Segment Start: DATA FOR REVIEW

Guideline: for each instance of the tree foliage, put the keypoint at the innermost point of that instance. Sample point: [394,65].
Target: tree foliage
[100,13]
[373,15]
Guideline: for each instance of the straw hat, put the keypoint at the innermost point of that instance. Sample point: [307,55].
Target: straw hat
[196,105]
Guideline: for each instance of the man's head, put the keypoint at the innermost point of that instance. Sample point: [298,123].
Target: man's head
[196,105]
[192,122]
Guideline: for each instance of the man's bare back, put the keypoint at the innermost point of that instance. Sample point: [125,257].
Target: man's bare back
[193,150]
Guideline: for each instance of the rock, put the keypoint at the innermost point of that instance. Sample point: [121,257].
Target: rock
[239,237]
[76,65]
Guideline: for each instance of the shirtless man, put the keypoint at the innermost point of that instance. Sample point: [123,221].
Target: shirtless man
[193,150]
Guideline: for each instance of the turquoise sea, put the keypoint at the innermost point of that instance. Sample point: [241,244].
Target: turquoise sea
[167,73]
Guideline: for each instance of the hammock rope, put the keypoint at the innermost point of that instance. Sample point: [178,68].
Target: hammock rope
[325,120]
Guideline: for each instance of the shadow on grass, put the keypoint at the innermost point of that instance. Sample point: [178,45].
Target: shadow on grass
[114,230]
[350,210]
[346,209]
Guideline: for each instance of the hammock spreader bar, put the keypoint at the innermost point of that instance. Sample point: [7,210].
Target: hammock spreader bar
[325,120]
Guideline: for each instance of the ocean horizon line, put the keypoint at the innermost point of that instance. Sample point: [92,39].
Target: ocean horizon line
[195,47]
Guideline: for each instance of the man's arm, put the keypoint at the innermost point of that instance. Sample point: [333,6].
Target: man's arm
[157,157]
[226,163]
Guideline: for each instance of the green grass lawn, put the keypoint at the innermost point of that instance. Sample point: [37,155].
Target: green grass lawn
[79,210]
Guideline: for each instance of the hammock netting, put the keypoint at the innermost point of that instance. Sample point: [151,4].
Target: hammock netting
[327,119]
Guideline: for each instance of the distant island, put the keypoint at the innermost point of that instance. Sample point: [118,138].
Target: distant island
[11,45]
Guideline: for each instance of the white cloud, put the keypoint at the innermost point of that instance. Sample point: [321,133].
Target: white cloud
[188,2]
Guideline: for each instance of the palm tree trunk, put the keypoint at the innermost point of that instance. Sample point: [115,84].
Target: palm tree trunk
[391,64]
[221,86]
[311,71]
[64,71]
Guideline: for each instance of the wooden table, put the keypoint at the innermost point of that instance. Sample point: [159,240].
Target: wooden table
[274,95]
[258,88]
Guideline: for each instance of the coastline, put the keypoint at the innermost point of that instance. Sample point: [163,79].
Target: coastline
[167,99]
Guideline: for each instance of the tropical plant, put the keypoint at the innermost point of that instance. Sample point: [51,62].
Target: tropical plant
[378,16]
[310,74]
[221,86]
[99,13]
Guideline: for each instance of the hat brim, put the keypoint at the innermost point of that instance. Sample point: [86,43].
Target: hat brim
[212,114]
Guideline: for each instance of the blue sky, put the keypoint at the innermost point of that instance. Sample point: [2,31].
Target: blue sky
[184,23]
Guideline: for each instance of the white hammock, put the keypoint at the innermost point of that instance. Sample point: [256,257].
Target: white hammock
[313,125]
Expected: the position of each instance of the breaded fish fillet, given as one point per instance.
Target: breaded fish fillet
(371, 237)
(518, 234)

Segment End: DATA FOR REVIEW

HOW TO COMPLETE THIS TASK
All of the lines above must be returned exactly as they stand.

OUTPUT
Guideline: for each instance of the tree foliage, put the keypoint at the innermost point of that instance. Sample point: [394,65].
Target: tree foliage
[100,13]
[373,15]
Guideline: for each instance of the straw hat, put the keypoint at the innermost point of that instance. Sample point: [307,55].
Target: straw hat
[196,105]
Guideline: for each instance of the man's head, put the keypoint at the innermost point of that instance. Sample point: [298,123].
Target: man's head
[196,105]
[192,122]
Guideline: for each instance of the man's bare back, put the keypoint at the innermost point of that instance. Sample point: [125,257].
Target: man's bare back
[193,150]
Guideline: for each instance of the rock, put the keypoint at the innermost point of that instance. Sample point: [121,257].
Target: rock
[239,237]
[76,65]
Guideline: for each instance of the shirtless man, put the keypoint at the innermost point of that instance. Sample point: [123,221].
Target: shirtless man
[193,150]
Guideline: for each instance of the turquoise sea, put the keypoint at the innermost point of that instance. Sample point: [241,244].
Target: turquoise sea
[167,73]
Guideline: for each instance of the hammock rope, put the keypoint at the innermost point of that instance. Sample point: [178,68].
Target: hammock rope
[325,120]
Guideline: for each instance of the shadow on grass, put the keypoint at the innermost point of that instance. Sample point: [178,45].
Target: shadow on grass
[114,230]
[350,210]
[346,209]
Guideline: for each instance of the hammock spreader bar, put the keypoint at the innermost point of that instance. Sample point: [7,210].
Target: hammock spreader bar
[325,120]
Guideline: for each instance of the ocean horizon line, put the keypoint at the innermost point of that instance. Sample point: [92,39].
Target: ocean horizon line
[195,47]
Guideline: for each instance of the man's arm, put the keypoint at the innermost point of that instance. Sample point: [333,6].
Target: man's arm
[157,157]
[226,163]
Guideline: for each instance of the green grass lawn, put the keypoint at the innermost point of that instance. Sample point: [37,155].
Target: green grass lawn
[79,210]
Guideline: for each instance of the hammock netting, put the keypoint at the innermost point of that instance. Sample point: [151,4].
Target: hammock netting
[327,119]
Guideline: for each instance of the distant island, put the keypoint at the innermost point of that instance. Sample point: [118,138].
Target: distant island
[11,45]
Guideline: for each instance of the white cloud, put the keypoint at the innermost point of that instance. Sample point: [321,133].
Target: white cloud
[188,2]
Guideline: for each instance of the palm tree trunk, put the keypoint at the innermost point of that instance. Sample point: [115,84].
Target: palm tree trunk
[391,64]
[221,86]
[311,71]
[64,71]
Guideline: for each instance of the wooden table, put the keypoint at the innermost point of that instance. Sample point: [159,240].
Target: wooden table
[274,95]
[258,88]
Guideline: for each instance of the coastline, put the keypoint at the innermost point of that instance. Sample point: [163,79].
Target: coastline
[167,99]
Guideline: for each instance of the tropical plant, put the keypoint at the innermost point of that instance. Sample point: [51,62].
Target: tropical plant
[378,16]
[310,74]
[221,86]
[99,13]
Guideline: for each instance of the hat brim, put the keypoint at the innermost point of that instance. Sample point: [86,43].
Target: hat brim
[212,114]
Guideline: for each instance of the blue sky, put the keypoint at the innermost point of that instance. Sample point: [2,31].
Target: blue sky
[184,23]
Guideline: for each instance of the white hammock, put the keypoint at the innermost point of that instance. Sample point: [256,257].
Target: white hammock
[313,125]
Expected: the position of each instance of the breaded fish fillet, given as one point per instance.
Target: breaded fish fillet
(371, 237)
(518, 234)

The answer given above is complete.